__Vorliegender Text__.

:::::

Mitunter gibt es nichts Schöneres als den Tod

Peter Stein im Gespräch über seine Inszenierung von Věc Makropulos

Beim Konzeptionsgespräch sprachen Sie davon, dass Ihnen zu Probenbeginn die Knie schlottern. Ist das generell so oder ganz besonders bei einer komplexen Oper wie Věc Makropulos?

Peter Stein: Das ist ganz unterschiedlich. In diesem Fall ist eine der großen Herausforderungen das Tschechische, eine Sprache, die ich nicht spreche, was die Sache natürlich nicht einfacher macht. Und es ist mein erster Janáček. Ich wollte zwar immer schon eine Oper von ihm inszenieren und es gab sogar schon zwei geplante und zum Teil ausgearbeitete Janáček-Projekte, eines an der New Yorker Met und eines in Lyon, beide sind aber geplatzt. Und so wird diese Věc Makropulos- Produktion meine Janáček-Premiere.

Kommt Ihnen als Regisseur, der so große Sprechtheatererfahrung hat, Věc Makropulos als Dialogoper entgegen?

:::::

__Vorliegende Daten__.
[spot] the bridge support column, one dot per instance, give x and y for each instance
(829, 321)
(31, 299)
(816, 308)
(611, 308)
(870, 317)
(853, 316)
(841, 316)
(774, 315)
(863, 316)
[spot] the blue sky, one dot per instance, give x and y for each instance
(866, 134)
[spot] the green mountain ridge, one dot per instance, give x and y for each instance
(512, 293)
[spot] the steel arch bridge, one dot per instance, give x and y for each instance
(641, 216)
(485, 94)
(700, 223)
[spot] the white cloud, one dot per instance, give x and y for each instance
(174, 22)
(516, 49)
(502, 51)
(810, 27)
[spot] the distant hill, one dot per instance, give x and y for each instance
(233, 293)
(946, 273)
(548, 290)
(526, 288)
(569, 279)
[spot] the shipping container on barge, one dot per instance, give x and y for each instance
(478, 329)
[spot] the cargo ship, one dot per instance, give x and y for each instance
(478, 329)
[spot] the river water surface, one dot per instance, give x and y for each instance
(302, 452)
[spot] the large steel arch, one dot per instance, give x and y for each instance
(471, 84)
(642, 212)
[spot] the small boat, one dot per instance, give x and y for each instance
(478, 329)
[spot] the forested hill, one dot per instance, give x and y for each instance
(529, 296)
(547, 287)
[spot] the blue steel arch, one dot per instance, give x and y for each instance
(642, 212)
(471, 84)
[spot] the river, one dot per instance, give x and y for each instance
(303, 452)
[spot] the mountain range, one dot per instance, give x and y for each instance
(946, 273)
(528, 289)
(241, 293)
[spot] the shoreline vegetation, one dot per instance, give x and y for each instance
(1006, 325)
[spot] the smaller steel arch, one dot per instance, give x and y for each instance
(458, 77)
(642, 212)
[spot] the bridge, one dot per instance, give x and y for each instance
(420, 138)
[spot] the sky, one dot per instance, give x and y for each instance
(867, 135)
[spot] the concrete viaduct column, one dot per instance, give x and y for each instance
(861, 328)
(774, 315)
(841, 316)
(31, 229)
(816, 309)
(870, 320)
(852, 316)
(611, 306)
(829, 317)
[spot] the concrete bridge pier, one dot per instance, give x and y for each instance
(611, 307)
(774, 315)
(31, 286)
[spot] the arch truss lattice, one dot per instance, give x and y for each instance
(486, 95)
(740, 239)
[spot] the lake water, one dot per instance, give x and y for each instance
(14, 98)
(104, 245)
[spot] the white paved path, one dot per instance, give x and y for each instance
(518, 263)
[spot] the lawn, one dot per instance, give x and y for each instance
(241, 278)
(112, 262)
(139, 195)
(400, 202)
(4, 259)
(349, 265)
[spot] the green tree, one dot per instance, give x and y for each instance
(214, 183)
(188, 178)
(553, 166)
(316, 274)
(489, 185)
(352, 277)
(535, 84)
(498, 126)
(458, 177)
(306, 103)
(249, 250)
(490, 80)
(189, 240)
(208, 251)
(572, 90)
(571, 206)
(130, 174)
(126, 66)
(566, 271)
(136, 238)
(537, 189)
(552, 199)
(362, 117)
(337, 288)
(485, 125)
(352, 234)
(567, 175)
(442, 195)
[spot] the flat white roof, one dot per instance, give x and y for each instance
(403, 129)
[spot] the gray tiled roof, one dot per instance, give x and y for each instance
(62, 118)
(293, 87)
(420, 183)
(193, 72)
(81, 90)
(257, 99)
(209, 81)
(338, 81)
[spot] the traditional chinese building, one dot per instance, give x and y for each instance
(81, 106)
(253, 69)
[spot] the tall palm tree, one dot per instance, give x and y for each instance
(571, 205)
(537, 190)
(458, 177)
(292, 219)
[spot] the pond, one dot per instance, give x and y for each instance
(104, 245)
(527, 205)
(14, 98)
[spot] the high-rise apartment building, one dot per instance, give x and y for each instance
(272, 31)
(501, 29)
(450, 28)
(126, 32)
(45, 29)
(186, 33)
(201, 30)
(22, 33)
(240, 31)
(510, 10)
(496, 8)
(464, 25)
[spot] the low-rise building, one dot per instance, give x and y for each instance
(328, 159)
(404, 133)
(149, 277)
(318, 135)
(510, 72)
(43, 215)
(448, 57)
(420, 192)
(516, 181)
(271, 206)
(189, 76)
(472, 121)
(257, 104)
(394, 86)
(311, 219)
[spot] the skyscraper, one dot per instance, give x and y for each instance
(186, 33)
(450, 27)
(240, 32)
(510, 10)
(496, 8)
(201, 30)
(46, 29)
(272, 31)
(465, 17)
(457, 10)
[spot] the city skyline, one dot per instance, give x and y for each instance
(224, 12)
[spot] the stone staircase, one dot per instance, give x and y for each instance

:::::

__Aufgaben__.
[1] Beantworten Sie zum Gespräch mit Peter Stein diese Fragen:
(a) Was geschieht laut dem Konzeptionsgespräch bei Stein zu Probenbeginn?
(b) Welche Sprache, die er nicht spricht, nennt Stein als eine der großen Herausforderungen?
(c) Wo waren die beiden geplatzten Janáček-Projekte geplant?
[2] Führen Sie das Gespräch mit Peter Stein weiter, und zwar mit seiner Antwort auf die zuletzt gestellte Frage.

__Lösungen__.
[1]
(a) Ihm schlottern die Knie.
(b) Das Tschechische.
(c) An der New Yorker Met und in Lyon.

[2]
Peter Stein: Genauso dachte ich auch und habe angenommen, dass ich als Theaterregisseur die richtige Adresse für Janáček bin, da von den Sängern darstellerisch mehr verlangt wird als sonst. Sie alle haben große schauspielerische Fähigkeiten, was unsere Arbeit besonders schön und fruchtbar macht. Ich denke, wir arbeiten alle sehr gut zusammen! Bekanntlich lege ich großen Wert auf genaues Spiel; denn mein Stil ist ja immer, nicht nur bei dieser Oper, da aber besonders, dass man auch ohne Untertitel verstehen soll, was auf der Bühne passiert. Ich bin ja ein reaktionärer und konservativer Regisseur, der das umsetzt, was in der Partitur steht und etwas zu entwickeln versucht, was im Sinne der erzählten Geschichte ist. Und der dem Zuschauer die Möglichkeit geben will, eine Vorstellung dessen zu haben, was in dem Kunstwerk enthalten ist.

Das der Oper zugrundeliegende Schauspiel wird als Komödie bezeichnet. Janáčeks Oper hingegen ist keine Komödie mehr.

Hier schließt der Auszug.